▸ **Questions on the material**:
(a) In the passage about Steven Salzberg and the BioMed Central journals, where did Salzberg explain why two of those journals disturb him?
(b) Continue the passage about Steven Salzberg's objections to the BioMed Central journals, picking up after its final sentence.

*** Selected excerpt ***

Steven Salzberg, a friend of this blog and Director of the Center for Bioinformatics and Computational Biology at the University of Maryland, is on the editorial boards of three of the many journals published by BioMed Central (BMC), an important source of open-access, peer-reviewed biomedical reports. He is disturbed by the presence of two other journals under the BMC umbrella: Chinese Medicine and BMC Complementary and Alternative Medicine. A couple of days ago, on his Forbes science blog, Dr. Salzberg explained why. Here are some excerpts:

The Chinese Medicine journal promotes, according to its own mission statement, studies of “acupuncture, Tui-na, Qi-qong, Tai Chi Quan, energy research,” and other nonsense. Tui na, for example, supposedly “affects the flow of energy by holding and pressing the body at acupressure points.”

*** End of Selected excerpt ***
*** Given entries ***

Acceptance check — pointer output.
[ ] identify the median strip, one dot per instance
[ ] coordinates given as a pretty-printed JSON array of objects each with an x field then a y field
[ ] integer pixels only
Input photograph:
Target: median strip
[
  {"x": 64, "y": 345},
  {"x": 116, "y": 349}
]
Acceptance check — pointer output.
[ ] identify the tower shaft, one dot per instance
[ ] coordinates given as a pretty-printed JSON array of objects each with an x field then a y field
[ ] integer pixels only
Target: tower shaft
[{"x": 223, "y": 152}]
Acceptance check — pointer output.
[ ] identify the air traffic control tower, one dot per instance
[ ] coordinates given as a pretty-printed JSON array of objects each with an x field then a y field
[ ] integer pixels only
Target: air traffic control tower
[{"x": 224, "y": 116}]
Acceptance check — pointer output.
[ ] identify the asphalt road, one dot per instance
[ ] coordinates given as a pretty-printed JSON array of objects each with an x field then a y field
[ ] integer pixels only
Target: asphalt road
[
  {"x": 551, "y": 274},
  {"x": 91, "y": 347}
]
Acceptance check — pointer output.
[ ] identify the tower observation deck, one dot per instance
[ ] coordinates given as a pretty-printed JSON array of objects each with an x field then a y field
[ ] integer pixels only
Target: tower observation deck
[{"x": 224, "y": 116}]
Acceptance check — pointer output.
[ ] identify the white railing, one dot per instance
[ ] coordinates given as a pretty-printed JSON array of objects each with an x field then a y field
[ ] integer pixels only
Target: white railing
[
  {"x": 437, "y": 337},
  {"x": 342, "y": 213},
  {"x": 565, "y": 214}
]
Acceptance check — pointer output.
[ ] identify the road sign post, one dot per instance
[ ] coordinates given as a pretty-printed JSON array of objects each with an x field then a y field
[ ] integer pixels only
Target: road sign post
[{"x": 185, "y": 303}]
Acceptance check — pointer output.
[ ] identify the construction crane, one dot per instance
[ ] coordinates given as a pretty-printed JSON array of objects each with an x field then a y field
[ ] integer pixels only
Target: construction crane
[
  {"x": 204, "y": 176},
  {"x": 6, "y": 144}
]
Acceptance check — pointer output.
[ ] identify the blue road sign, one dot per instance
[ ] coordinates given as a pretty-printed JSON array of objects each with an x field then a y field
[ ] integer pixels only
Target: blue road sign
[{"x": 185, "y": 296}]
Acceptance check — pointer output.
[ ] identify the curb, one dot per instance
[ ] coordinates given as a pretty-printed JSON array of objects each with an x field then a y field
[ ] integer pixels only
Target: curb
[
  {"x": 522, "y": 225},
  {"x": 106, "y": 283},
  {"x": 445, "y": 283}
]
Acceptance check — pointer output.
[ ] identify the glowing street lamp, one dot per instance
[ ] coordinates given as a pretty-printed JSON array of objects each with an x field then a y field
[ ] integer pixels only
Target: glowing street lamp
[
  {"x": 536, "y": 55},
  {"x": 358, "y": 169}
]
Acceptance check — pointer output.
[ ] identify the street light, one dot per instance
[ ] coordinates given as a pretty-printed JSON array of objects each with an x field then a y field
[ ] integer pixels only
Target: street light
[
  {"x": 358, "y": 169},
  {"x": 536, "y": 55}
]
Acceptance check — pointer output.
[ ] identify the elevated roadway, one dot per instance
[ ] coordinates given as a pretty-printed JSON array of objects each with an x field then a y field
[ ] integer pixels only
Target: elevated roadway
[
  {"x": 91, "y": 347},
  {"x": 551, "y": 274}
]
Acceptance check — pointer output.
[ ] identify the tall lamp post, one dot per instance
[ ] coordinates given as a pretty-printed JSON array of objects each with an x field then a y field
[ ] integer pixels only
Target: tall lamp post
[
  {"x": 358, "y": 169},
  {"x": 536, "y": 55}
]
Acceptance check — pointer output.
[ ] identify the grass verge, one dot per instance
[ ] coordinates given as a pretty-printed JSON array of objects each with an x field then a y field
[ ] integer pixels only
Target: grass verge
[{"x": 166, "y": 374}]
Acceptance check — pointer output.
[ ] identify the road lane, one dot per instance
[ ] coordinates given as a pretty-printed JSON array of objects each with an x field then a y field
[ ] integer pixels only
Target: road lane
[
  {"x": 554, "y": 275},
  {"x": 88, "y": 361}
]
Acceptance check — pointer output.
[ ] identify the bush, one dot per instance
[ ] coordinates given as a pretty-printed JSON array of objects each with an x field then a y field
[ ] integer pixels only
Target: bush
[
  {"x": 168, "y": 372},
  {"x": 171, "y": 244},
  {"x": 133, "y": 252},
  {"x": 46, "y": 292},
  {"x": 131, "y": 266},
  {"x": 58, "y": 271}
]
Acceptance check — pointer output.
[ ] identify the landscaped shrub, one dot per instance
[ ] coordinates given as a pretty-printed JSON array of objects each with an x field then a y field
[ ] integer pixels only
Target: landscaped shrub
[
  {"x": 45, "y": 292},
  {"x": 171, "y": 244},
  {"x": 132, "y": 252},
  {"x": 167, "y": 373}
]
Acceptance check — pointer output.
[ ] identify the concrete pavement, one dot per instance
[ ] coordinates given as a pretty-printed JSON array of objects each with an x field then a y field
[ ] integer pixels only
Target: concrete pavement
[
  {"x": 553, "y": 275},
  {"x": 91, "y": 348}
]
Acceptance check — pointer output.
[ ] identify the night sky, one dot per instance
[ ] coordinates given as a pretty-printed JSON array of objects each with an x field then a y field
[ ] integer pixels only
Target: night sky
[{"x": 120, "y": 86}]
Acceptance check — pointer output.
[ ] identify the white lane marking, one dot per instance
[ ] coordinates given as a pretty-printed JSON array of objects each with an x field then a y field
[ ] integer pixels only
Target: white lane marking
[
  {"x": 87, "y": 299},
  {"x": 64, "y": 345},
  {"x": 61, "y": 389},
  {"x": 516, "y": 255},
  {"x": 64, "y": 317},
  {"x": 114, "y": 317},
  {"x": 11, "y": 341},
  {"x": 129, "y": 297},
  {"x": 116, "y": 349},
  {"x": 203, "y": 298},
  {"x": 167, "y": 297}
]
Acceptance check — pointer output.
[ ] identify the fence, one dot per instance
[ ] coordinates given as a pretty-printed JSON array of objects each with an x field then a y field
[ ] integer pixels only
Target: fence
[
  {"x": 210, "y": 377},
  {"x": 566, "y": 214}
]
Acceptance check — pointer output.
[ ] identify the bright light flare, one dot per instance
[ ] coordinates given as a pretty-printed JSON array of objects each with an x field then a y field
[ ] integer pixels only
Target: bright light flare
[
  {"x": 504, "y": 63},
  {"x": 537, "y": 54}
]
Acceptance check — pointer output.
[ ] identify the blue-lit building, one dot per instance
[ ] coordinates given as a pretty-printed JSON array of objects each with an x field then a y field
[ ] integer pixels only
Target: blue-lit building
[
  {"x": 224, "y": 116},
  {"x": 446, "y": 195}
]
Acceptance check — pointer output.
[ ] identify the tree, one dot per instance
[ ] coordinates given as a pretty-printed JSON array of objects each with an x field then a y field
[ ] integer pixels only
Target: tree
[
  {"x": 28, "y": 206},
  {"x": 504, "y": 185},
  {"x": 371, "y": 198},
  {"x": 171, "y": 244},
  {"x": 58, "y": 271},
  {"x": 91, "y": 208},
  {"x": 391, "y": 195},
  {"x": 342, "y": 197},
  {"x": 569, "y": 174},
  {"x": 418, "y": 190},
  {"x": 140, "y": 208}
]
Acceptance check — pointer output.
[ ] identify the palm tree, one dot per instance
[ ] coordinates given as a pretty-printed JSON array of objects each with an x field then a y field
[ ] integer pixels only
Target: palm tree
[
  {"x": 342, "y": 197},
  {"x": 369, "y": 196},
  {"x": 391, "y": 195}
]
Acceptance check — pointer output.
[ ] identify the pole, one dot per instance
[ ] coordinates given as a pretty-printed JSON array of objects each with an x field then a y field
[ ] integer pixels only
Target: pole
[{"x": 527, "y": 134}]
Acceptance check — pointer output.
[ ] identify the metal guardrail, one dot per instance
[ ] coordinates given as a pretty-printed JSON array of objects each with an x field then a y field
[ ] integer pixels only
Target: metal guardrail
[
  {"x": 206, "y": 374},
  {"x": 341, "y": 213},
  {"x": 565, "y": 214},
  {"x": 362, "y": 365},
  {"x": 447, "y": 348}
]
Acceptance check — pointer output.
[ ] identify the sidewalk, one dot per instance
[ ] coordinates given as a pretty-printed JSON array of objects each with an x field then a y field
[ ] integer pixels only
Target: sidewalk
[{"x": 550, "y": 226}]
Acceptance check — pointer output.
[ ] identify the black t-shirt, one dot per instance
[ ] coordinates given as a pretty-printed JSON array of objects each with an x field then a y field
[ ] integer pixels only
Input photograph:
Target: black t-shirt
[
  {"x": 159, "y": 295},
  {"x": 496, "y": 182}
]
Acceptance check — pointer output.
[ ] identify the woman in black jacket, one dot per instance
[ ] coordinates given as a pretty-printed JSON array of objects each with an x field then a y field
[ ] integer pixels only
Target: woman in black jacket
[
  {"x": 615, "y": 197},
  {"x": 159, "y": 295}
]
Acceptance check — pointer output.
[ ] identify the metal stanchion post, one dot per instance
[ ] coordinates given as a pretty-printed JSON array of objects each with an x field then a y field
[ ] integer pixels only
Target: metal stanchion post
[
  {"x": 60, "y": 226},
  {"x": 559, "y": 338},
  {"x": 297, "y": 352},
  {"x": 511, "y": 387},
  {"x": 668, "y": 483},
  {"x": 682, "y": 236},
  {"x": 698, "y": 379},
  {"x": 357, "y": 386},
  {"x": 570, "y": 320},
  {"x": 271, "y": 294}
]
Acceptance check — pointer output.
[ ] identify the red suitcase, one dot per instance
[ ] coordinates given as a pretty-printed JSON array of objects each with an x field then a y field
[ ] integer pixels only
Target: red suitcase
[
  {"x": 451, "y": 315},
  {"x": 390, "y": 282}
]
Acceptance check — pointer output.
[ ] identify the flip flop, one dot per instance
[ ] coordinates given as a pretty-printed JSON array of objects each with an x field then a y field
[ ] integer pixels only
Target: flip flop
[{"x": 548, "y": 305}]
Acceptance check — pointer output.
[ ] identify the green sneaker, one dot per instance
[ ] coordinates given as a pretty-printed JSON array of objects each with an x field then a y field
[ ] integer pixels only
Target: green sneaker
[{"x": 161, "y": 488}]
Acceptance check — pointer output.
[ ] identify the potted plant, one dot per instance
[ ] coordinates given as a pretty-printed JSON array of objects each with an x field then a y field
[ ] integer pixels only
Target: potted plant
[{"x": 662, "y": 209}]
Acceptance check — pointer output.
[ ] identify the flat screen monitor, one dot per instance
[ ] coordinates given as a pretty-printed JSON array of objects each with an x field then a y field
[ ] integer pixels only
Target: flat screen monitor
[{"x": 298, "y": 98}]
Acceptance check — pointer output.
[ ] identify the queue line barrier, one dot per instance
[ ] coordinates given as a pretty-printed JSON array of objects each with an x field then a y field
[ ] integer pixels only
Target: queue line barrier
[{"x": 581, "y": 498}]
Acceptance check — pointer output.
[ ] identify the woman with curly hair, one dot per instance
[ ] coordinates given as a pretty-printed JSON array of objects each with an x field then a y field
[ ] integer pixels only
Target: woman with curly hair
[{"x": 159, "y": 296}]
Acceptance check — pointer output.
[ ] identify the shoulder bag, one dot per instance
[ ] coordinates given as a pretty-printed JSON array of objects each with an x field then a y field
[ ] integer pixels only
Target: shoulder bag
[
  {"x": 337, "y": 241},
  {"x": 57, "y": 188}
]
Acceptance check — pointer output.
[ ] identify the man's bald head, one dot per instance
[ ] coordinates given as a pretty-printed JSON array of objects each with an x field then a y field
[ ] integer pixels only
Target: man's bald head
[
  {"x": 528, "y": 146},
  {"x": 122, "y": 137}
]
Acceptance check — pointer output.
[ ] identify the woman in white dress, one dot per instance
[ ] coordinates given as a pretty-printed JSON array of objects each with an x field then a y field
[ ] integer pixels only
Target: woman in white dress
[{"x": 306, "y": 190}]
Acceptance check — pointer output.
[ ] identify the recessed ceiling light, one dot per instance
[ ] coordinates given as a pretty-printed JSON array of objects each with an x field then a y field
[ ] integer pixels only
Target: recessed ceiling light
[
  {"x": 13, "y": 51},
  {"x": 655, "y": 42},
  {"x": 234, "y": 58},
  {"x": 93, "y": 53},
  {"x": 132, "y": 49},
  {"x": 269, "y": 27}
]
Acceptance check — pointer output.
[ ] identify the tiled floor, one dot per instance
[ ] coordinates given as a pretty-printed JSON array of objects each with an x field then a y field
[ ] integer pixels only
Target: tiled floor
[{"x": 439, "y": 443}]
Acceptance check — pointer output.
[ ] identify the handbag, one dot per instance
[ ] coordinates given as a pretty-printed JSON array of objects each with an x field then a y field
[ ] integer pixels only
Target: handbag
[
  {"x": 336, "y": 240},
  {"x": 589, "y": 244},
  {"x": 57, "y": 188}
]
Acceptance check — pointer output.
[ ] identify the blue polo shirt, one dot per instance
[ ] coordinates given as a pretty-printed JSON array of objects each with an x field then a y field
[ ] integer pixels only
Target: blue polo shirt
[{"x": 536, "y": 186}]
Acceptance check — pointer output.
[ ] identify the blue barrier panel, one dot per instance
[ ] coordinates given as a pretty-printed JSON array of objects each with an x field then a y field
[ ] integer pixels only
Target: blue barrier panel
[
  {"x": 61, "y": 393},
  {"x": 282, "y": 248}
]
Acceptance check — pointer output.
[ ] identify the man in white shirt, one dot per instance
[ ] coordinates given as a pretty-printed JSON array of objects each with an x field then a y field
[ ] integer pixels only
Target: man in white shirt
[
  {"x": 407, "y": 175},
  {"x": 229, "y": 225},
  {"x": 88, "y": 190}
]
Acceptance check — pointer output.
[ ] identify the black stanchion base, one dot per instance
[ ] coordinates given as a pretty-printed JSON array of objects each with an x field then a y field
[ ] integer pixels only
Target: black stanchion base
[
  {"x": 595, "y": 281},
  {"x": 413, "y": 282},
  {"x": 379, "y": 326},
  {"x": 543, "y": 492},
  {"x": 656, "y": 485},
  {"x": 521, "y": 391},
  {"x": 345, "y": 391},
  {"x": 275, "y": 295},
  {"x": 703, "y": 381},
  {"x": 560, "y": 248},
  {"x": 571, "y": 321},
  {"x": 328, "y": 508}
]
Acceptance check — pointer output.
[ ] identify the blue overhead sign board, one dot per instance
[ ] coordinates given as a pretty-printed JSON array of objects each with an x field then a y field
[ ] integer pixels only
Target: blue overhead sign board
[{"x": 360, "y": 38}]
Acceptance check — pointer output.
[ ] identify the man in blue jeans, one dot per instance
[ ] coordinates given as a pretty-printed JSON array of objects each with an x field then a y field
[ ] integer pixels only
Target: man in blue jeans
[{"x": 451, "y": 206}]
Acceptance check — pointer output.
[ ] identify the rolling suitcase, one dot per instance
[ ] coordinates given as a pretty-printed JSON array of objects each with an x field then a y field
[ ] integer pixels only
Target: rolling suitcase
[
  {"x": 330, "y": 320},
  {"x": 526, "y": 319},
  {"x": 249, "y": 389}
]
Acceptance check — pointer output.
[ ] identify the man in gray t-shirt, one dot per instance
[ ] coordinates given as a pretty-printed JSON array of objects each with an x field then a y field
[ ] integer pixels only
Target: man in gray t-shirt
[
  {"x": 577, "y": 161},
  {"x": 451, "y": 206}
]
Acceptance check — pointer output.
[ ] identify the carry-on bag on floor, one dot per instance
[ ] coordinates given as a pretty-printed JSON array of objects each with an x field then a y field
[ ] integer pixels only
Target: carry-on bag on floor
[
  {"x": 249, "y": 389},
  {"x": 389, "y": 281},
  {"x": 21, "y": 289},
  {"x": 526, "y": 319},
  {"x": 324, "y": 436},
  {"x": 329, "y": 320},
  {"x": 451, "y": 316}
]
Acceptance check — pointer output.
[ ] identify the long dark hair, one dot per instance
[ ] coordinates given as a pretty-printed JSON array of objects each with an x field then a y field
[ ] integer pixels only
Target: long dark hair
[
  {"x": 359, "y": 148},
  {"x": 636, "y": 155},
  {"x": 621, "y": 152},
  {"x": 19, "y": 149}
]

*** End of Given entries ***

▸ **Answers by item**:
(a) On his Forbes science blog.

(b)
Right. What is this doing in a scientific journal?… I support BMC…But their corporate leaders seem to care more about expanding their stable than about maintaining the integrity of science. Chinese Medicine simply does not belong in the company of respectable scientific journals.

Forming a scientific journal whose goal is to validate antiquated, unproven superstitions is simply not science, whatever the editors of Chinese Medicine claim.

BMC should be embarrassed to be publishing journals that promote anti-scientific theories and otherwise muddy the literature. By supporting these journals, they undermine the credibility of many excellent BMC journals. They should cut these journals loose.